Prof. Dr. Günther Schneider
Rz. 33
Eine Bindung besteht nicht, wenn es nach Anerkennung eines Arbeitsunfalls durch den Sozialversicherungsträger nur noch um die Frage geht, ob der in Anspruch genommene Schädiger wegen des Vorliegens einer gemeinsamen Betriebsstätte haftungsprivilegiert ist, oder wenn das Vorliegen einer gemeinsamen Betriebsstätte zu verneinen ist.
Rz. 34
Die Bindung der Gerichte erstreckt sich auch nicht auf die Frage, inwieweit zivilrechtliche Ansprüche des Verletzten gegen den Schädiger bestehen. Die Beurteilung des Bestehens einer Bindung kann immer nur die Frage zum Inhalt haben, inwieweit im Rahmen des jeweiligen Sozialrechtsverhältnisses, z.B. nach dem SGB VII, eine Leistungspflicht besteht. Das zivilrechtliche Verhältnis zwischen Verletztem und Schädiger wird hiervon nicht berührt.
Rz. 35
Darüber hinaus erfasst die Bindung nicht die tatsächlichen Grundlagen der Entscheidung der Versicherungsträger.
Rz. 36
Die Frage, ob ein ursächlicher Zusammenhang zwischen dem Unfall und dem eingetretenen Schaden von der Bindung erfasst wird, bedarf näherer Betrachtung:
Hat die Berufsgenossenschaft einen Arbeitsunfall bejaht und erbringt sie Leistungen, muss von ihr zuvor der ursächliche Zusammenhang zwischen der versicherten Tätigkeit (gesetzlicher Schutzbereich) und dem Unfallereignis in zweifacher Weise geprüft sein. Es muss zum einen mit dem gesetzlichen Schutzbereich verknüpft sein (haftungsbegründende Kausalität); zum anderen muss es ursächlich einen Körperschaden/eine Gesundheitsstörung bewirken (haftungsausfüllende Kausalität). Haftungsbegründende und haftungsausfüllende Kausalität beurteilen sich nach der von der Rechtsprechung entwickelten Theorie der wesentlichen Bedingung (dazu § 38 Rdn 165 ff.).
Rz. 37
Die von der Berufsgenossenschaft oder dem Sozialgericht getroffene Feststellung des ursächlichen Zusammenhangs wird von der Bindung umfasst. Dies ergibt sich sowohl aus § 118 SGB X als auch aus § 108 SGB VII. Hiernach sind die Gerichte unter anderem an die Entscheidung gebunden, in welchem Umfang die Entschädigung zu gewähren ist. Gerade aber der Umfang der Leistungen hängt entscheidend vom ursächlichen Zusammenhang ab.

Ausgangsdaten:
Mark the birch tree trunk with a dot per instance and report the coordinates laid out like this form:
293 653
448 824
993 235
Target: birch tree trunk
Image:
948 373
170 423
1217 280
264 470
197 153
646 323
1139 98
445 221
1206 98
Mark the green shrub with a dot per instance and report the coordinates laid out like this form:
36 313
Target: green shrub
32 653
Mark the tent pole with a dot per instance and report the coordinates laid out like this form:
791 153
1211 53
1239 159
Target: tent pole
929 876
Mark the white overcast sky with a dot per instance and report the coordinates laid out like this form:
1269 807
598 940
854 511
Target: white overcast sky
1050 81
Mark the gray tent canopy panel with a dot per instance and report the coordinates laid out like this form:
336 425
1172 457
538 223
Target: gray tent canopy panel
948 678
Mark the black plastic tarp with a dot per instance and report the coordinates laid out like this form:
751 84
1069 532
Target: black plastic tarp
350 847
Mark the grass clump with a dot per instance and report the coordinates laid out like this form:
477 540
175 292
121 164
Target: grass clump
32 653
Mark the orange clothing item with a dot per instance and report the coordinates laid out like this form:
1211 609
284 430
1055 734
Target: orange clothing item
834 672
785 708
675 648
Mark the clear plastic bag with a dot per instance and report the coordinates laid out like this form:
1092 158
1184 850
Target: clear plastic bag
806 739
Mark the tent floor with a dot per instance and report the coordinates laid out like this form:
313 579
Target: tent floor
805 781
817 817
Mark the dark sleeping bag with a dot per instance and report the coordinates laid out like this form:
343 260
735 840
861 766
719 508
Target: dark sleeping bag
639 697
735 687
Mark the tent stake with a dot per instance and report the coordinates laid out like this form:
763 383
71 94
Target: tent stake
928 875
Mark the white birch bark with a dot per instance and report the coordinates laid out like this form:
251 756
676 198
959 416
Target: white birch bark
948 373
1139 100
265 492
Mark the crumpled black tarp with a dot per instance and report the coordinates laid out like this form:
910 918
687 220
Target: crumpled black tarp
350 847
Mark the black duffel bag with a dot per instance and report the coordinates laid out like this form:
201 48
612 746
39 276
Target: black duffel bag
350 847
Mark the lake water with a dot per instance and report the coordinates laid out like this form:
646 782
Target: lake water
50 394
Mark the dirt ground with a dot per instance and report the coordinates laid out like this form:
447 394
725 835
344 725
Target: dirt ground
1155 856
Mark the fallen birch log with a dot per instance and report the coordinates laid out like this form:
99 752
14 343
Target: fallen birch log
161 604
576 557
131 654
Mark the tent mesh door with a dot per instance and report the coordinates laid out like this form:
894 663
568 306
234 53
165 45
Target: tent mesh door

Zu bearbeitende Aufgaben:
1) Übersetzen Sie bitte diesen Satz aus dem Lesetext ins Englische: „Darüber hinaus erfasst die Bindung nicht die tatsächlichen Grundlagen der Entscheidung der Versicherungsträger.“
2) Erklären Sie in einem bis drei Sätzen, weshalb die Feststellung des ursächlichen Zusammenhangs nach dem Lesetext von der Bindung umfasst wird.
Die Auflistung wird zum Bearbeiten der Aufgaben nicht gebraucht.

Lösungen:
1) Furthermore, the binding effect does not extend to the factual basis of the insurance carriers' decision.

2) Nach § 118 SGB X und § 108 SGB VII sind die Gerichte unter anderem an die Entscheidung gebunden, in welchem Umfang die Entschädigung zu gewähren ist. Der Umfang der Leistungen hängt aber entscheidend vom ursächlichen Zusammenhang ab. Daher wird auch dessen Feststellung durch die Berufsgenossenschaft oder das Sozialgericht von der Bindung erfasst.